* [PAGE TEXT]:

Documenting the American South Logo
Excerpt from Oral History Interview with George Esser, June-August 1990. Interview L-0035. Southern Oral History Program Collection (#4007) See Entire Interview >>

Esser's work with the Ford Foundation and the Southern Regional Council

Esser remembers the termination of the North Carolina Fund after five years of activity. The Fund closed down, but its initiatives continued to flourish. Esser, on the other hand, found himself dissatisfied with his new position with the Ford Foundation. Soon, Esser had taken his family to Atlanta, where as executive director of the Southern Regional Council (SRC), he sought to reconnect the organization with the black community and refocus it on poverty. Esser describes some of the organization's power struggles that eventually drove him from his position.

Citing this Excerpt

Oral History Interview with George Esser, June-August 1990. Interview L-0035. Southern Oral History Program Collection (#4007) in the Southern Oral History Program Collection, Southern Historical Collection, Wilson Library, University of North Carolina at Chapel Hill.

* [TASK INSTRUCTIONS]: Please decide whether each statement agrees with the Esser interview page, answering yes or no and quoting the page's deciding words: (a) The North Carolina Fund's initiatives ended when the Fund closed. (b) Esser was dissatisfied with his new position with the Ford Foundation. (c) Esser served as executive director of the Southern Regional Council in Atlanta.

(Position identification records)
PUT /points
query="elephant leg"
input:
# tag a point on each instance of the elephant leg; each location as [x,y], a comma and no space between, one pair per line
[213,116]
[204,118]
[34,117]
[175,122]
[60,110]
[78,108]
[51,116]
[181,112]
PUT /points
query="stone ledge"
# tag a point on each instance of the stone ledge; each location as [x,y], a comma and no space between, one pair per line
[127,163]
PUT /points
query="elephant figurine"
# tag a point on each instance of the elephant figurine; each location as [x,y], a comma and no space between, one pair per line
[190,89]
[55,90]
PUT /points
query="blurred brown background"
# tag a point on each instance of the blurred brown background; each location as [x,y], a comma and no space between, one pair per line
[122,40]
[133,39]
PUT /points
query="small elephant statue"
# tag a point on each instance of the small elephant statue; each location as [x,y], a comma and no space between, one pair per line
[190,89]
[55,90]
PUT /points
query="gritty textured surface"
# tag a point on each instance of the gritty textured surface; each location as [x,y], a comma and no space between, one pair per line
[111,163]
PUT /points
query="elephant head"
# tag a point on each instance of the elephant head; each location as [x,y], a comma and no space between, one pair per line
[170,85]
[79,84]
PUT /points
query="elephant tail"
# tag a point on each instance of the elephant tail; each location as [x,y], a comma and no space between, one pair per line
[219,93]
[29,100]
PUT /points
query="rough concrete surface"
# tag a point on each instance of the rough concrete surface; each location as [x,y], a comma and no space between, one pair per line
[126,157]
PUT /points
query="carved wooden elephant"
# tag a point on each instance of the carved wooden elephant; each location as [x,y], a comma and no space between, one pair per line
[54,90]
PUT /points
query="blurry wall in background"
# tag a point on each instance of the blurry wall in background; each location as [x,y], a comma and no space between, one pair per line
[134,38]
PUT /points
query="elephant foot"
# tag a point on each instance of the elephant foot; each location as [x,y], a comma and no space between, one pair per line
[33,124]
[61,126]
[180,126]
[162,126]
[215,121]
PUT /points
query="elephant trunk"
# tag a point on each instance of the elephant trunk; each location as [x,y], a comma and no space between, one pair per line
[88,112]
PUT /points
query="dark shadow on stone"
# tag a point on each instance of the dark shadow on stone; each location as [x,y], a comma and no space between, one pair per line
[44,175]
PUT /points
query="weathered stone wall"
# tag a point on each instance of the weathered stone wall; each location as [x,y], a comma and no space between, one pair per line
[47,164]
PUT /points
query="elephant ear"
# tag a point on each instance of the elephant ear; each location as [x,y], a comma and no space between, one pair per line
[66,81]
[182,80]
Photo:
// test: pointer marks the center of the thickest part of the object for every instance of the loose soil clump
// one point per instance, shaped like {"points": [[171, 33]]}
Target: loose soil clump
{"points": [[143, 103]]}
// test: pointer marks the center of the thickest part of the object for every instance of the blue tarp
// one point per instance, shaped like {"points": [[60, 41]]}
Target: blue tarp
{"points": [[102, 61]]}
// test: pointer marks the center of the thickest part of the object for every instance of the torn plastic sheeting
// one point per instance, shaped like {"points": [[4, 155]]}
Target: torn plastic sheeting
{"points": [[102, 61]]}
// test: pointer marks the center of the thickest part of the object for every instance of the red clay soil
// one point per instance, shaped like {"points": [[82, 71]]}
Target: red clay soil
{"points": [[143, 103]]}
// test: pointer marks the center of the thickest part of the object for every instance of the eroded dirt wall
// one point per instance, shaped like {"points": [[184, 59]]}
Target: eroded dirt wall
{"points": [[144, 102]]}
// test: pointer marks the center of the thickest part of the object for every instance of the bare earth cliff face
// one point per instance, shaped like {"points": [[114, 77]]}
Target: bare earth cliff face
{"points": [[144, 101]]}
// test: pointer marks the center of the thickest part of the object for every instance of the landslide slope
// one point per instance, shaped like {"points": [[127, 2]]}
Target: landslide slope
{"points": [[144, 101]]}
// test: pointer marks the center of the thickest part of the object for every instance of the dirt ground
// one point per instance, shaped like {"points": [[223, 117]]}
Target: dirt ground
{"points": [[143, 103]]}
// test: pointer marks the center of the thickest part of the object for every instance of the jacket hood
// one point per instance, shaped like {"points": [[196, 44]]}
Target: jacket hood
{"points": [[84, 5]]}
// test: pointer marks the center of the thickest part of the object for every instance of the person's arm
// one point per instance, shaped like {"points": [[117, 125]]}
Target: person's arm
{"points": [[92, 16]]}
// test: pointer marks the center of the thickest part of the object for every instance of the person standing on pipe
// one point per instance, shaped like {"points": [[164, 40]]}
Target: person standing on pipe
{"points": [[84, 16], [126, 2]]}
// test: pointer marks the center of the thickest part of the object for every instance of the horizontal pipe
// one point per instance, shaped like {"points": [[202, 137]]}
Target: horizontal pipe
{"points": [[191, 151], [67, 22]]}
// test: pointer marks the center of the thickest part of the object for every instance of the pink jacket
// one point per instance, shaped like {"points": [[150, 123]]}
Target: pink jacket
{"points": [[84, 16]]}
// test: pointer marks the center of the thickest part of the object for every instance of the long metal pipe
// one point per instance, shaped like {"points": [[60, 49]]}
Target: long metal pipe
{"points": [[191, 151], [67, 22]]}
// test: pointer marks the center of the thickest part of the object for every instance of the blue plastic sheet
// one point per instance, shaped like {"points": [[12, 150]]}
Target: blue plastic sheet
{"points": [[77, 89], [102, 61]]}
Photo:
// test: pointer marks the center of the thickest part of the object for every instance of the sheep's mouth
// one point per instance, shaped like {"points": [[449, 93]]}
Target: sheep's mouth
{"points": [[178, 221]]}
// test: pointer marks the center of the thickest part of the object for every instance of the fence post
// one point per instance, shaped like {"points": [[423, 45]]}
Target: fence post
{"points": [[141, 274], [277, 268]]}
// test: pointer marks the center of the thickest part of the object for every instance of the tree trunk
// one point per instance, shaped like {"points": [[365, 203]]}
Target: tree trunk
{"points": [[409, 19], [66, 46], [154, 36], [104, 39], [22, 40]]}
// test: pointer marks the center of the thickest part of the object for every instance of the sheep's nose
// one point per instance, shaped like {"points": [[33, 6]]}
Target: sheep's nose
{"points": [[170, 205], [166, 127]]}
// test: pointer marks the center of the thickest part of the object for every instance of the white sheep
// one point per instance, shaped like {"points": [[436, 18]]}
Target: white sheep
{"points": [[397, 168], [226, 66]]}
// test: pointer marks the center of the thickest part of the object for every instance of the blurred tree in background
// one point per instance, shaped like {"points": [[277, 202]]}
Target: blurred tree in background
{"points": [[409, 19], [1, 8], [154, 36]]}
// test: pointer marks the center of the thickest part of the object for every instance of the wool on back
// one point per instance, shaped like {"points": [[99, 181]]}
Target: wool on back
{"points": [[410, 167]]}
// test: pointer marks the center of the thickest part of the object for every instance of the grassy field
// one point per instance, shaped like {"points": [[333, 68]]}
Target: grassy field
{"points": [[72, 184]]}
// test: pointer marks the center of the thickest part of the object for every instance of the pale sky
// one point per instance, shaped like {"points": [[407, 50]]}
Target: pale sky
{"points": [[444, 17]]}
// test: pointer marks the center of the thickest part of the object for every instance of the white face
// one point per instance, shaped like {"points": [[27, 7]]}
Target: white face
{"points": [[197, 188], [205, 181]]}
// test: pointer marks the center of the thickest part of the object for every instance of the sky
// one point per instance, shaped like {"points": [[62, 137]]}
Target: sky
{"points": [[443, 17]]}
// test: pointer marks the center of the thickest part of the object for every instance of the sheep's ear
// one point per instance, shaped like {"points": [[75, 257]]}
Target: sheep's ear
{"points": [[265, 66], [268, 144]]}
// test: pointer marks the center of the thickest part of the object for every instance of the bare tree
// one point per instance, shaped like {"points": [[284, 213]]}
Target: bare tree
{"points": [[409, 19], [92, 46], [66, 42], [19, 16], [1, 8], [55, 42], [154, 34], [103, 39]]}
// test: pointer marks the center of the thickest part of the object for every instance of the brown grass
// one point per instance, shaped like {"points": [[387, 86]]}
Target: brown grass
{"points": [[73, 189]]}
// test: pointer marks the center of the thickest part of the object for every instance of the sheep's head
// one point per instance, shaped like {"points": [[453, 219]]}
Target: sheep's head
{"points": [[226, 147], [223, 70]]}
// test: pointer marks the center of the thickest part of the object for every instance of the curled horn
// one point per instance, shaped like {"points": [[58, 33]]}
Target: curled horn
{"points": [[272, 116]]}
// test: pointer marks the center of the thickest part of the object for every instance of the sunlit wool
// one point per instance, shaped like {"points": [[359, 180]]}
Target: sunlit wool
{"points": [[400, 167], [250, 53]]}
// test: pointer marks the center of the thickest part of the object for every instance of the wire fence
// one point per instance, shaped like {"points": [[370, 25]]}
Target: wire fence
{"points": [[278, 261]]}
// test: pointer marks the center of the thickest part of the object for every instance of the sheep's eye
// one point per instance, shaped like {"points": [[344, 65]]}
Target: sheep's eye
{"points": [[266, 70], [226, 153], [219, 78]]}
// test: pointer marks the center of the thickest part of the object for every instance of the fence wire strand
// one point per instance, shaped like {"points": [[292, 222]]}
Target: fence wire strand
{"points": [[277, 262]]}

* [ANSWER BELOW]:
(a) No: "The Fund closed down, but its initiatives continued to flourish."
(b) Yes: "Esser, on the other hand, found himself dissatisfied with his new position with the Ford Foundation."
(c) Yes: "Esser had taken his family to Atlanta, where as executive director of the Southern Regional Council (SRC)"